═══ Document segment
FAISS Kmeans parameters {'verbose': False, 'seed': 2023}
LMI built with n_buckets_in_index: 2
Time taken to build: 0.7161502838134766; Time taken to cluster: 0.17160582542419434


{'id5': [1],
 'id4': [1],
 'id7': [0],
 'id6': [1],
 'id9': [1],
 'id8': [1],
 'id2': [0],
 'id1': [0],
 'id3': [1],
 'id0': [0]}

## RAG Pipeline

In this demo I use `gpt-3.5-turbo`from [OpenAI](https://platform.openai.com/docs/models/gpt-3-5-turbo) which have training data up to September 2021.
Thee `llm_pipeline` represent bare-bones call to the OpenAI API with the user prompt.

In [17]:
def llm_pipeline(prompt, context = ""):
    additional_context = f"Answer user prompt based on the following context: {context}." if context else ""
    system_prompt = f"You are generic chatbot assitant. {additional_context}"

    completion = client.chat.completions.create(
      model="gpt-3.5-turbo",
      messages=[
        {"role": "system", "content": system_prompt},
        {"role": "user", "content": prompt}
      ],
      max_tokens=100,
      temperature=0.0,
    )
    return completion.choices[0].message.content

Bellow is the definition of the `rag_pipeline` that represents the simple RAG architecture. It takes the user prompt and uses it to perform a search query in the LVD.
The result of the search query represents the context that the LLM model will receive. Thanks to this context, the LLM will be able to generate up to date answer.

In [18]:
def rag_pipeline(prompt):
    results = collection.query(
        query_texts=[prompt],
        include=["documents"],
        n_results=1,
        n_buckets=1,
    )
    context = results['documents'][0][0]
    answer = llm_pipeline(prompt, context)
    return answer

## RAG Test

In [19]:
user_prompt = "Describe the product called Apple Vision Pro that was recently released by Apple."

llm_answer = llm_pipeline(user_prompt)
print("LLM Answer: \n", llm_answer)

[2024-04-18 21:02:15,986][INFO ][httpx] HTTP Request: POST https://api.openai.com/v1/chat/completions "HTTP/1.1 200 OK"
══════
Problems to solve:
(a) Translate this sentence from the RAG pipeline excerpt into Spanish: "It takes the user prompt and uses it to perform a search query in the LVD."
(b) Carry on the RAG pipeline excerpt from its final line.
═══ Given records
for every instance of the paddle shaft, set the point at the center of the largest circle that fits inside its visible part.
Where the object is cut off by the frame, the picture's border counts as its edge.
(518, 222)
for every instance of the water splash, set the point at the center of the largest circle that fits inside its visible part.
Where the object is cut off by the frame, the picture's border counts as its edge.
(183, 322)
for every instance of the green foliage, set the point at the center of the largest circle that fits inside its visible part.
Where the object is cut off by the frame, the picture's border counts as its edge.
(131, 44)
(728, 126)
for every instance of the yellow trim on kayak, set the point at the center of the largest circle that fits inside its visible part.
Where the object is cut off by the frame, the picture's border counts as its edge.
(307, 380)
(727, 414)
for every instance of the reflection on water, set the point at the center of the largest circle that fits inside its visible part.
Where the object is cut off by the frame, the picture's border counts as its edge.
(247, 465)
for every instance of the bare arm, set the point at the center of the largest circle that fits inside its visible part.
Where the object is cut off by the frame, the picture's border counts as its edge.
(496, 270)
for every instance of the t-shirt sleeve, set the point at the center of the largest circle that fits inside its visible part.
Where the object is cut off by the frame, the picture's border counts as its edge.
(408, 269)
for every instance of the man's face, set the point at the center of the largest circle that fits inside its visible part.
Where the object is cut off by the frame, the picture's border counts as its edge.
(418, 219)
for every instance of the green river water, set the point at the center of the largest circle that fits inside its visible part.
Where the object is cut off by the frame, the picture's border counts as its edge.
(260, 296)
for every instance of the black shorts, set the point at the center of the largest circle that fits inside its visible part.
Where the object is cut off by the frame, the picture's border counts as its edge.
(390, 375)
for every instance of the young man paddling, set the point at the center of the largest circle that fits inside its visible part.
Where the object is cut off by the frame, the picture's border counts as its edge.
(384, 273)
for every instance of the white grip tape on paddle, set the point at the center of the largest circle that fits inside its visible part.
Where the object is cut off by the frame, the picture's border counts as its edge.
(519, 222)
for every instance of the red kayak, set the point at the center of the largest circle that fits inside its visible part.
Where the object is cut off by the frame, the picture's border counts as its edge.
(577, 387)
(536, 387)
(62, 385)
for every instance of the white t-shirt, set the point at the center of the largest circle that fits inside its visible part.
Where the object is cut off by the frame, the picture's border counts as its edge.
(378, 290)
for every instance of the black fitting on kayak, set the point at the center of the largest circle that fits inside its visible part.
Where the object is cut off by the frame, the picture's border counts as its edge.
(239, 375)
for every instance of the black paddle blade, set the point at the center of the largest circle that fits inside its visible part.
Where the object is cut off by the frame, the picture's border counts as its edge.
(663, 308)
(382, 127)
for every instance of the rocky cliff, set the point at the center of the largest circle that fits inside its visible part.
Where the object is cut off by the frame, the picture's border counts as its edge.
══════
Response list:
(a) Toma la instrucción del usuario y la utiliza para realizar una consulta de búsqueda en la LVD.

(b)
LLM Answer: 
 I'm sorry, but as of my last update, there is no information available about a product called Apple Vision Pro being released by Apple. It's possible that it may be a new product that has not been announced yet or it could be a fictional product. I recommend checking Apple's official website or news sources for the most up-to-date information on their product releases. Let me know if you have any other questions or need assistance with anything else.


In [20]:
rag_answer = rag_pipeline(user_prompt)
print("RAG Answer: \n", rag_answer)

[2024-04-18 21:02:18,884][INFO ][httpx] HTTP Request: POST https://api.openai.com/v1/embeddings "HTTP/1.1 200 OK"
[2024-04-18 21:02:21,398][INFO ][httpx] HTTP Request: POST https://api.openai.com/v1/chat/completions "HTTP/1.1 200 OK"


RAG Answer: 
 The Apple Vision Pro is a cutting-edge mixed reality headset recently unveiled by Apple. This innovative device combines augmented and virtual reality technologies to provide users with an immersive experience. It boasts advanced spatial audio capabilities, 8K displays for each eye, and seamless integration with other Apple products. The Apple Vision Pro is designed to revolutionize the way users interact with digital content and the world around them.